▸ GOAL OF THE EXERCISE
Please recast every line of the records below as a numbered list, skipping blank lines and leaving out the pictures.

▸ RAW RECORDS
↓↓↓

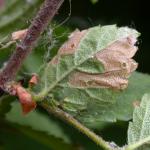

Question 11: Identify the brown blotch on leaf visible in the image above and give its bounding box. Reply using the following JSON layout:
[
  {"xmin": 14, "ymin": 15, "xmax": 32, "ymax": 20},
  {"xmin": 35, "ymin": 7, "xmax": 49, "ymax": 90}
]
[
  {"xmin": 69, "ymin": 71, "xmax": 128, "ymax": 90},
  {"xmin": 13, "ymin": 84, "xmax": 36, "ymax": 114},
  {"xmin": 12, "ymin": 29, "xmax": 28, "ymax": 41},
  {"xmin": 69, "ymin": 36, "xmax": 138, "ymax": 90}
]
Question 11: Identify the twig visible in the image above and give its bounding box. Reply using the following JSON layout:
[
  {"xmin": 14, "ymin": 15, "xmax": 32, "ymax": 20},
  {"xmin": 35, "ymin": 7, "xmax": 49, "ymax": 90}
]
[
  {"xmin": 0, "ymin": 0, "xmax": 64, "ymax": 92},
  {"xmin": 40, "ymin": 102, "xmax": 113, "ymax": 150},
  {"xmin": 125, "ymin": 136, "xmax": 150, "ymax": 150}
]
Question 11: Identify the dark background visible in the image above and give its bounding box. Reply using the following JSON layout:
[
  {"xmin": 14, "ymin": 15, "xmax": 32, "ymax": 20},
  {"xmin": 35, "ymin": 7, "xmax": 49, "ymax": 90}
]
[{"xmin": 59, "ymin": 0, "xmax": 150, "ymax": 73}]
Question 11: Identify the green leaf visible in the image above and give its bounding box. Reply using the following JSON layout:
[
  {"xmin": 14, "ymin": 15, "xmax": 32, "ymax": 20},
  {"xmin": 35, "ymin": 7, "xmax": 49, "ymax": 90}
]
[
  {"xmin": 6, "ymin": 102, "xmax": 69, "ymax": 142},
  {"xmin": 34, "ymin": 25, "xmax": 139, "ymax": 122},
  {"xmin": 112, "ymin": 72, "xmax": 150, "ymax": 121},
  {"xmin": 0, "ymin": 95, "xmax": 14, "ymax": 118},
  {"xmin": 128, "ymin": 94, "xmax": 150, "ymax": 150}
]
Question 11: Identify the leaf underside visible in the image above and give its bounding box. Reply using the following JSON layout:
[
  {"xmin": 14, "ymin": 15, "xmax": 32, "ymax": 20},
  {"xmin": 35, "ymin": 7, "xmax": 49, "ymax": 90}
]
[
  {"xmin": 31, "ymin": 25, "xmax": 139, "ymax": 126},
  {"xmin": 128, "ymin": 94, "xmax": 150, "ymax": 150}
]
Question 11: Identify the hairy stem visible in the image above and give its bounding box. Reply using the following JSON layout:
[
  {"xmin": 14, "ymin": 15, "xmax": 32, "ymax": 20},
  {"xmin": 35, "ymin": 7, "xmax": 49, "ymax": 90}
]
[
  {"xmin": 40, "ymin": 102, "xmax": 112, "ymax": 150},
  {"xmin": 0, "ymin": 0, "xmax": 64, "ymax": 91}
]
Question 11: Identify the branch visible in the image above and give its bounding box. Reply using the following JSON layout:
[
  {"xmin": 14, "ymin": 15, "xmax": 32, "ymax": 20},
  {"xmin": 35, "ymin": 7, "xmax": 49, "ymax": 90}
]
[
  {"xmin": 40, "ymin": 102, "xmax": 113, "ymax": 150},
  {"xmin": 0, "ymin": 0, "xmax": 64, "ymax": 92}
]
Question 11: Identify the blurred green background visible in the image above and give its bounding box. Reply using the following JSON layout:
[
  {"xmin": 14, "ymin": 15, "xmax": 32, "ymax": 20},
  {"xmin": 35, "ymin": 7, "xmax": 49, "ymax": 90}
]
[{"xmin": 0, "ymin": 0, "xmax": 150, "ymax": 150}]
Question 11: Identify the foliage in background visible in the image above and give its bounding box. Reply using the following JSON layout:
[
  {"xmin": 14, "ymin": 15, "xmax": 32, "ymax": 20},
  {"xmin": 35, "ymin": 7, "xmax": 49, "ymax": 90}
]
[{"xmin": 0, "ymin": 0, "xmax": 150, "ymax": 150}]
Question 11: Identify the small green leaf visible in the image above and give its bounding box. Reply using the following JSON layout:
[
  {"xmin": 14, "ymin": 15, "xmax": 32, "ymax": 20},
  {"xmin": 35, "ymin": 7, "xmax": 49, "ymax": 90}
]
[{"xmin": 128, "ymin": 94, "xmax": 150, "ymax": 150}]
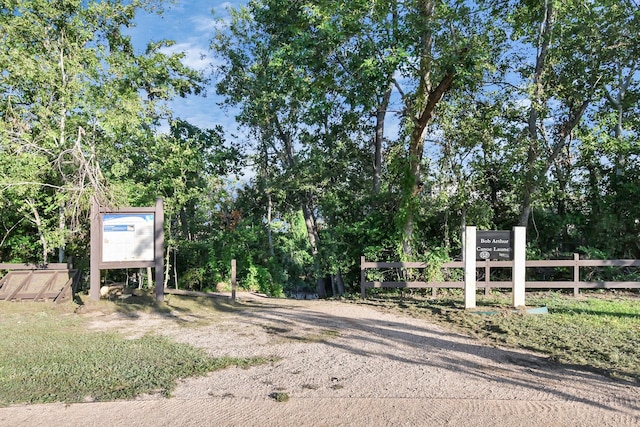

↑↑↑

▸ ANSWER IN FULL
1. Question 11: Identify the brown blotch on leaf visible in the image above and give its bounding box. Reply using the following JSON layout:
2. [
3.   {"xmin": 14, "ymin": 15, "xmax": 32, "ymax": 20},
4.   {"xmin": 35, "ymin": 7, "xmax": 49, "ymax": 90}
5. ]
6. [
7.   {"xmin": 69, "ymin": 71, "xmax": 128, "ymax": 90},
8.   {"xmin": 13, "ymin": 84, "xmax": 36, "ymax": 114},
9.   {"xmin": 12, "ymin": 29, "xmax": 28, "ymax": 41},
10.   {"xmin": 69, "ymin": 36, "xmax": 138, "ymax": 90}
11. ]
12. Question 11: Identify the twig visible in the image above and give its bounding box. Reply using the following JSON layout:
13. [
14.   {"xmin": 14, "ymin": 15, "xmax": 32, "ymax": 20},
15.   {"xmin": 35, "ymin": 7, "xmax": 49, "ymax": 90}
16. ]
17. [
18.   {"xmin": 0, "ymin": 0, "xmax": 64, "ymax": 92},
19.   {"xmin": 40, "ymin": 102, "xmax": 113, "ymax": 150},
20.   {"xmin": 125, "ymin": 136, "xmax": 150, "ymax": 150}
21. ]
22. Question 11: Identify the dark background visible in the image above and give its bounding box. Reply using the following JSON layout:
23. [
24.   {"xmin": 14, "ymin": 15, "xmax": 32, "ymax": 20},
25.   {"xmin": 35, "ymin": 7, "xmax": 49, "ymax": 90}
26. ]
27. [{"xmin": 59, "ymin": 0, "xmax": 150, "ymax": 73}]
28. Question 11: Identify the green leaf visible in the image above and give its bounding box. Reply using the following JSON layout:
29. [
30.   {"xmin": 14, "ymin": 15, "xmax": 32, "ymax": 20},
31.   {"xmin": 35, "ymin": 7, "xmax": 49, "ymax": 90}
32. ]
33. [
34.   {"xmin": 6, "ymin": 102, "xmax": 69, "ymax": 142},
35.   {"xmin": 34, "ymin": 25, "xmax": 139, "ymax": 122},
36.   {"xmin": 112, "ymin": 72, "xmax": 150, "ymax": 121},
37.   {"xmin": 0, "ymin": 95, "xmax": 14, "ymax": 118},
38.   {"xmin": 128, "ymin": 94, "xmax": 150, "ymax": 150}
39. ]
40. Question 11: Identify the leaf underside visible in the image above and give its bounding box. Reply using the following JSON layout:
41. [
42.   {"xmin": 14, "ymin": 15, "xmax": 32, "ymax": 20},
43.   {"xmin": 35, "ymin": 7, "xmax": 49, "ymax": 90}
44. ]
45. [
46.   {"xmin": 31, "ymin": 25, "xmax": 139, "ymax": 126},
47.   {"xmin": 128, "ymin": 94, "xmax": 150, "ymax": 150}
48. ]
49. Question 11: Identify the hairy stem visible in the image above and give its bounding box. Reply using the following JSON layout:
50. [
51.   {"xmin": 14, "ymin": 15, "xmax": 32, "ymax": 20},
52.   {"xmin": 35, "ymin": 7, "xmax": 49, "ymax": 90}
53. ]
54. [
55.   {"xmin": 40, "ymin": 102, "xmax": 112, "ymax": 150},
56.   {"xmin": 0, "ymin": 0, "xmax": 64, "ymax": 91}
57. ]
58. Question 11: Identify the branch visible in the image above and give its bounding box. Reply using the following JSON layout:
59. [
60.   {"xmin": 14, "ymin": 15, "xmax": 32, "ymax": 20},
61.   {"xmin": 35, "ymin": 7, "xmax": 49, "ymax": 90}
62. ]
63. [
64.   {"xmin": 40, "ymin": 102, "xmax": 113, "ymax": 150},
65.   {"xmin": 0, "ymin": 0, "xmax": 64, "ymax": 92}
66. ]
67. Question 11: Identify the blurred green background visible in the image above and give its bounding box. Reply using the following JSON layout:
68. [
69.   {"xmin": 14, "ymin": 15, "xmax": 32, "ymax": 20},
70.   {"xmin": 35, "ymin": 7, "xmax": 49, "ymax": 90}
71. ]
72. [{"xmin": 0, "ymin": 0, "xmax": 150, "ymax": 150}]
73. Question 11: Identify the foliage in background visible in the image above and give its bounding box. Reply using the following JSON layout:
74. [
75.   {"xmin": 14, "ymin": 15, "xmax": 32, "ymax": 20},
76.   {"xmin": 35, "ymin": 7, "xmax": 49, "ymax": 90}
77. ]
78. [{"xmin": 0, "ymin": 0, "xmax": 150, "ymax": 150}]
79. Question 11: Identify the small green leaf visible in the image above and give its bounding box. Reply using the following JSON layout:
80. [
81.   {"xmin": 14, "ymin": 15, "xmax": 32, "ymax": 20},
82.   {"xmin": 35, "ymin": 7, "xmax": 49, "ymax": 90}
83. ]
84. [{"xmin": 128, "ymin": 94, "xmax": 150, "ymax": 150}]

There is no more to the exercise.